* start DATA SUPPLIED *

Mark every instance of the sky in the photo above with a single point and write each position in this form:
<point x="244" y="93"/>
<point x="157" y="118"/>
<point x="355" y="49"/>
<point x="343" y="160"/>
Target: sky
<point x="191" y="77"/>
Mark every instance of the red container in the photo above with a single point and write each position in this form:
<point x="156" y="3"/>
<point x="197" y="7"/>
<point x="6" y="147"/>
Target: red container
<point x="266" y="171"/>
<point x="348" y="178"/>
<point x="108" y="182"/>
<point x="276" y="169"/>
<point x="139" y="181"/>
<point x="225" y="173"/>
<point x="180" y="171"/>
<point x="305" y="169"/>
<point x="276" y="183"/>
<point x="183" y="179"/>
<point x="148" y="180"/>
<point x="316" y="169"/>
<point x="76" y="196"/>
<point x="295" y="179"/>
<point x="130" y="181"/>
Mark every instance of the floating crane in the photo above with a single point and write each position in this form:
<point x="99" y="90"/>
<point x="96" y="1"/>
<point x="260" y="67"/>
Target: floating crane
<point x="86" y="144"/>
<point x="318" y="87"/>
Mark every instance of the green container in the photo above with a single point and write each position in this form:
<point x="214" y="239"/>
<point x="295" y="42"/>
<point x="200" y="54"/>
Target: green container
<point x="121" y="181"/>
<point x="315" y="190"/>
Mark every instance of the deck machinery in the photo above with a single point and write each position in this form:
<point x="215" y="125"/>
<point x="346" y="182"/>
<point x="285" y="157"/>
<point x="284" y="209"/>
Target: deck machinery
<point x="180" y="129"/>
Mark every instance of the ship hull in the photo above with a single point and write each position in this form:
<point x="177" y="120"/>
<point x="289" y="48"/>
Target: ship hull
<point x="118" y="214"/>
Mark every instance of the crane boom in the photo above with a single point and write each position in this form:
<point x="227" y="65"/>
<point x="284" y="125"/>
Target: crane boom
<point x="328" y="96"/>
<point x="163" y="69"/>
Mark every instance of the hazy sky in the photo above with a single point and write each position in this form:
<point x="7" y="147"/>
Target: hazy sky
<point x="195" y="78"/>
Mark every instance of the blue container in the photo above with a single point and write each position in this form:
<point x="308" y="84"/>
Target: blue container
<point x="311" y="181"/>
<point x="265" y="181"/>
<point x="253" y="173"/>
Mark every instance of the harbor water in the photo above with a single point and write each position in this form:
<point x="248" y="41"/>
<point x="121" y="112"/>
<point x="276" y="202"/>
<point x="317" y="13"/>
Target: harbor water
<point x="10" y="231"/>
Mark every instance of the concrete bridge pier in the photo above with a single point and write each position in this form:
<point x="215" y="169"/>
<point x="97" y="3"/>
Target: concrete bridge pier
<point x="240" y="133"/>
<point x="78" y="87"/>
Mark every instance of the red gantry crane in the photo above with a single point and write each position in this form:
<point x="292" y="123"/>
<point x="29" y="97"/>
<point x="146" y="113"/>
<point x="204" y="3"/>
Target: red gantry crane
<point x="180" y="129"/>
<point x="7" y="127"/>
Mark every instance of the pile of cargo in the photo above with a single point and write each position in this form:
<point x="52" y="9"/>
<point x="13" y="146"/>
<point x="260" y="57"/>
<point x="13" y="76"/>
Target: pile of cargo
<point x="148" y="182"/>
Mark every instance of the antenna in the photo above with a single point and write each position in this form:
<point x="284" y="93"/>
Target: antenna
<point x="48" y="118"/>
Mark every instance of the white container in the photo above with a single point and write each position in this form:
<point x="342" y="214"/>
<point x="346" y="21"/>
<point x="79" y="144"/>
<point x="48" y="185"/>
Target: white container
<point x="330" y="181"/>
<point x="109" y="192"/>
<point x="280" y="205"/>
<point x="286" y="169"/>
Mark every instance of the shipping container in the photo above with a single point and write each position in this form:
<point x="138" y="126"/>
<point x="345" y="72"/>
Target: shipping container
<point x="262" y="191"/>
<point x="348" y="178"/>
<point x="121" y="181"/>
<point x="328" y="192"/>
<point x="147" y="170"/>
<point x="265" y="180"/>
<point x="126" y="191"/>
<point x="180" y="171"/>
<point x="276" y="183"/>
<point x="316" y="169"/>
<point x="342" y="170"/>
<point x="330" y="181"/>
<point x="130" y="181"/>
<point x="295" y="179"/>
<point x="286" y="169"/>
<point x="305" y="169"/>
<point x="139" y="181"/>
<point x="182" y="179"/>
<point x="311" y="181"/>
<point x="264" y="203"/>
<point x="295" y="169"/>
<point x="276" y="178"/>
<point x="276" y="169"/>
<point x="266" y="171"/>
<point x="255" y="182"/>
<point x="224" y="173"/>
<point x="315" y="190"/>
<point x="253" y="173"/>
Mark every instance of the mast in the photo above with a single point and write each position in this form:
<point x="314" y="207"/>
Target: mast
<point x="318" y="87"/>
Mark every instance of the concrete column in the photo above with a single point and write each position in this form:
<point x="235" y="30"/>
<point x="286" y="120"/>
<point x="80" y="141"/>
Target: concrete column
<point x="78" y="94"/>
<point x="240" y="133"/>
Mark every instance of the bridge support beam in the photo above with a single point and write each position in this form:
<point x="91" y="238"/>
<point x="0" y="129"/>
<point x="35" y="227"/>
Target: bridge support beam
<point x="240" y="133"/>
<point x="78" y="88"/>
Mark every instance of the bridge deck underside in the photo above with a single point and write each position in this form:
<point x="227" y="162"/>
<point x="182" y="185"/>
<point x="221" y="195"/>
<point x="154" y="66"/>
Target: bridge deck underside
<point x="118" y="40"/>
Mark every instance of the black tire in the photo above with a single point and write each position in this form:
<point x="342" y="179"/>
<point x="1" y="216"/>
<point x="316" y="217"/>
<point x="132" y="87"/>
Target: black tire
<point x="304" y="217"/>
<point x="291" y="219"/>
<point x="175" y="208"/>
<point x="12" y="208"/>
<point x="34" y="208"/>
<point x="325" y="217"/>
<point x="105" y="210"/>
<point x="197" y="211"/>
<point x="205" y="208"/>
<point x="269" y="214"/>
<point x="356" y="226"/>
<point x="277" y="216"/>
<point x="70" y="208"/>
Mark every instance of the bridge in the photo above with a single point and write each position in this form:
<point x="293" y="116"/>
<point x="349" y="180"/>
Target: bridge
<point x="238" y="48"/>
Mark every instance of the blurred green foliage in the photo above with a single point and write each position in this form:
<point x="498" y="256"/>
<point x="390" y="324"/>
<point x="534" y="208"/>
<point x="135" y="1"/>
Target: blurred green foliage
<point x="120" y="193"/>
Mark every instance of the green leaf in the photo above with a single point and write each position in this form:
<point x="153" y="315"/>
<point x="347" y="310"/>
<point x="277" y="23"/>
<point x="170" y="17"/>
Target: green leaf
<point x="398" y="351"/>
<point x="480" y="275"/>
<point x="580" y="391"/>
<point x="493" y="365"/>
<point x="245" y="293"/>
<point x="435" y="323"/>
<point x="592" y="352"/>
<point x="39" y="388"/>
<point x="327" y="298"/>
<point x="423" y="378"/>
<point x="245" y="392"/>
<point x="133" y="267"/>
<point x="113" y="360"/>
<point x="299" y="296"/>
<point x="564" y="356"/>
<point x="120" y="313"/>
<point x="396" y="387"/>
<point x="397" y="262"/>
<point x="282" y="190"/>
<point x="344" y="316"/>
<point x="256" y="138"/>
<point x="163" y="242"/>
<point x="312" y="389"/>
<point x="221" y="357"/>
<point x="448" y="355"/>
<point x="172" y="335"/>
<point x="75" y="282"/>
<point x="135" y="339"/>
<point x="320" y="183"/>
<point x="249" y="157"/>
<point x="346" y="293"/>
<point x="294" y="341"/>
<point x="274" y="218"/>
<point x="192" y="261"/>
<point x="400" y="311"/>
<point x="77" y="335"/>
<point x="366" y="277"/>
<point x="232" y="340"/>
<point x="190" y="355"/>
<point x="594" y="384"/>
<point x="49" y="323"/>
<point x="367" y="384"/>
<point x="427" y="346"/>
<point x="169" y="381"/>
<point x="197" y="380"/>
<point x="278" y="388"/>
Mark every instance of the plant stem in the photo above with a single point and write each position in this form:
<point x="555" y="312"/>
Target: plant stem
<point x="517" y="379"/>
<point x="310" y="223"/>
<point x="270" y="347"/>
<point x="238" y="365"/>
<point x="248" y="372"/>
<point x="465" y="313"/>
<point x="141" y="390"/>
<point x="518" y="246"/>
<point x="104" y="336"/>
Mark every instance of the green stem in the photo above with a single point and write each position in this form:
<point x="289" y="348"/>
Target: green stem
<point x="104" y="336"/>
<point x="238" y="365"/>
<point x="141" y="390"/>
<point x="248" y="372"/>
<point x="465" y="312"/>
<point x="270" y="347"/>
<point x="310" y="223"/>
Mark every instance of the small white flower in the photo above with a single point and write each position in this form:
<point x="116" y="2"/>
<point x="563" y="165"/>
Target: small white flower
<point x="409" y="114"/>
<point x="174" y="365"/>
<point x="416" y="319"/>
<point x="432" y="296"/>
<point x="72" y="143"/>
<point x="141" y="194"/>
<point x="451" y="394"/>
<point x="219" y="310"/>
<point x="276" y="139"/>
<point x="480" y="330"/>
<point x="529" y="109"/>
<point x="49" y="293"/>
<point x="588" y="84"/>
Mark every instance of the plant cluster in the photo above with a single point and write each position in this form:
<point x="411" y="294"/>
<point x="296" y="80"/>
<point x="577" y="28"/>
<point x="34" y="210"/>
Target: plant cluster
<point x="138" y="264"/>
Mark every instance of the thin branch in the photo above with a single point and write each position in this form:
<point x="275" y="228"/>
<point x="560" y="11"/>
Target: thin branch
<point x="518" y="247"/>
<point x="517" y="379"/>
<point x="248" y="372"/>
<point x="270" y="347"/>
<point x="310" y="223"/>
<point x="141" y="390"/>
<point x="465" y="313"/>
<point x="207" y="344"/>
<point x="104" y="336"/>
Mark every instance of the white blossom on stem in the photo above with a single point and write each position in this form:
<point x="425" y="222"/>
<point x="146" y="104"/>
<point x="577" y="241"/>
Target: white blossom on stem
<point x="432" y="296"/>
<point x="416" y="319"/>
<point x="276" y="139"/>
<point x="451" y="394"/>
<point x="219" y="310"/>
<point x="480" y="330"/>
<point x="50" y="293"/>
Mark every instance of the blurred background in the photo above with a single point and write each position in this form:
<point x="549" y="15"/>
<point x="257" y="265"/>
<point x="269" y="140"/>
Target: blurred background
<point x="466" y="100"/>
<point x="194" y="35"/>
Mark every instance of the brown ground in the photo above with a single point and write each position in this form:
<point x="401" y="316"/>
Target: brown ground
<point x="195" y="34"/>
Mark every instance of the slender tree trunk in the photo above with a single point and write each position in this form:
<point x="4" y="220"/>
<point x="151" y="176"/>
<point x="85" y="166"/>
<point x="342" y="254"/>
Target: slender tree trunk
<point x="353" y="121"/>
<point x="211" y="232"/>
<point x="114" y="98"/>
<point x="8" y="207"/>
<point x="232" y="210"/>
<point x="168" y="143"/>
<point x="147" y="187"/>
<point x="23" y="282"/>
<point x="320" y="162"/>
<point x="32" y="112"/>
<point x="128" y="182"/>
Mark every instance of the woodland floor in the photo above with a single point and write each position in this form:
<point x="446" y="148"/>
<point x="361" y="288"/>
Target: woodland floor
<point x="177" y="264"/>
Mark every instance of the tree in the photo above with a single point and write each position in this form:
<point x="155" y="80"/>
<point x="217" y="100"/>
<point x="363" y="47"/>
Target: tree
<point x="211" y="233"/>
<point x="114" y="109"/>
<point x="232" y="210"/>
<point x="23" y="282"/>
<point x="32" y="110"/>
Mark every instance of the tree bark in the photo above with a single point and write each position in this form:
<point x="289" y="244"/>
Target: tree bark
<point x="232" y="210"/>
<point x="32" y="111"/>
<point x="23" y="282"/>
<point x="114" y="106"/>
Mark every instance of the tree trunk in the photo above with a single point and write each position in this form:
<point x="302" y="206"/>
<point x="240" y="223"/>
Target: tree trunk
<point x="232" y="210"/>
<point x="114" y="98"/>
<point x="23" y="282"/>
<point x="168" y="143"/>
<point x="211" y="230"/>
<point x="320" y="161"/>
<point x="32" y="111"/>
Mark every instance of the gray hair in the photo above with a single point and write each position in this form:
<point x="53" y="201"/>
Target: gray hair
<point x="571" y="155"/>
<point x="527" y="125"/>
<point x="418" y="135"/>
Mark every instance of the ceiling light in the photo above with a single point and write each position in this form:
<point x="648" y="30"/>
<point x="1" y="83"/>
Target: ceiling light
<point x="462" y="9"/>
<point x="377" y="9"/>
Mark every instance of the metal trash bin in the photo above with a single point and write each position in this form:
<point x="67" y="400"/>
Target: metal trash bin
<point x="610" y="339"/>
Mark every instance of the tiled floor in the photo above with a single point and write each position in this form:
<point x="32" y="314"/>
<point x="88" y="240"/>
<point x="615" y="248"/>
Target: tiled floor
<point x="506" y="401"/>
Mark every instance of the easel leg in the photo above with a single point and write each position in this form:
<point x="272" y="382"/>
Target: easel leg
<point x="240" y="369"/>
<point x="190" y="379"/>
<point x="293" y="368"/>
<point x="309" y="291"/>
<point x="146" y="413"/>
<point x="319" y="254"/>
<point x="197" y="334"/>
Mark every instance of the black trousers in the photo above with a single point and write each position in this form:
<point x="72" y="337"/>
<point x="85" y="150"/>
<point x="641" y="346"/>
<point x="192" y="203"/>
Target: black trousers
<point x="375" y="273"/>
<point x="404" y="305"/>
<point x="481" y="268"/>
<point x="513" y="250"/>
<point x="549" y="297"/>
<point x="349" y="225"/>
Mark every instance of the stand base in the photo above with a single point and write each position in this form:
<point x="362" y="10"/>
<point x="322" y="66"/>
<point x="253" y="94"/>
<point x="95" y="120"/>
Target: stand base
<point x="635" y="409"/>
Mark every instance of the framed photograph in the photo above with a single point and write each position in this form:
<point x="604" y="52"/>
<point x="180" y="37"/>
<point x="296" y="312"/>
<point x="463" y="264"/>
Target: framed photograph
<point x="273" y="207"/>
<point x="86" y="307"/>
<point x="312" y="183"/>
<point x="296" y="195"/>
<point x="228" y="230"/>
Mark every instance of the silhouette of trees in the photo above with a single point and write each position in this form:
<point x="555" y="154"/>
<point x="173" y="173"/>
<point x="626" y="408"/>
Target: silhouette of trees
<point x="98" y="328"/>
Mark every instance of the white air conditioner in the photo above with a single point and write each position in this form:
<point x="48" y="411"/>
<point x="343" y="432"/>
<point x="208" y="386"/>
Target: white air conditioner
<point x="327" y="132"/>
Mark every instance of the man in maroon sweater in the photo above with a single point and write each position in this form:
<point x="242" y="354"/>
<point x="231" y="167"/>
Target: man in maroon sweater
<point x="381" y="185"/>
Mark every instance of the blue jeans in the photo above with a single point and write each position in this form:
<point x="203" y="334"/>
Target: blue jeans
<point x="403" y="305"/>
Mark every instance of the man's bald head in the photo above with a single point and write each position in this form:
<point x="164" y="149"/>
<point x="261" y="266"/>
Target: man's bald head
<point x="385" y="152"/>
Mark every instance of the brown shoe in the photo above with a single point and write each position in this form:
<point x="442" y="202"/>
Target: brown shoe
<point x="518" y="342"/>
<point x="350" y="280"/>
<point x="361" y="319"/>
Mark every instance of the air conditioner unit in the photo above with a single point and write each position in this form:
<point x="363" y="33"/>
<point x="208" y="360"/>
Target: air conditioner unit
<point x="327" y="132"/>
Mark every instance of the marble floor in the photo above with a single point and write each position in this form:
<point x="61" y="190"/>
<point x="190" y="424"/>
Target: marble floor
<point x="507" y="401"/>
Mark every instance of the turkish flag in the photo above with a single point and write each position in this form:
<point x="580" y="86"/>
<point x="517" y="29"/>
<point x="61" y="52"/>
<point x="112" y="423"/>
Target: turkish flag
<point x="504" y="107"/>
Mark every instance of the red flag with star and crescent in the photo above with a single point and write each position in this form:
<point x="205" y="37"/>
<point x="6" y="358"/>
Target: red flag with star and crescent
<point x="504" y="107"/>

* end DATA SUPPLIED *

WHAT YOU SHOULD DO: Copy the data from the line containing "Mark every instance of the turkish" through the end of the data, swapping "turkish flag" for "national flag" and leaving everything else unchanged.

SOLUTION TO THIS TASK:
Mark every instance of the national flag in the photo above with a single point and write each position in this form:
<point x="580" y="86"/>
<point x="517" y="29"/>
<point x="61" y="52"/>
<point x="112" y="423"/>
Target: national flag
<point x="504" y="107"/>
Mark every instance of the red flag with star and crescent in the photo above with a single point and write each position in this form:
<point x="205" y="37"/>
<point x="6" y="358"/>
Target: red flag with star and crescent
<point x="504" y="107"/>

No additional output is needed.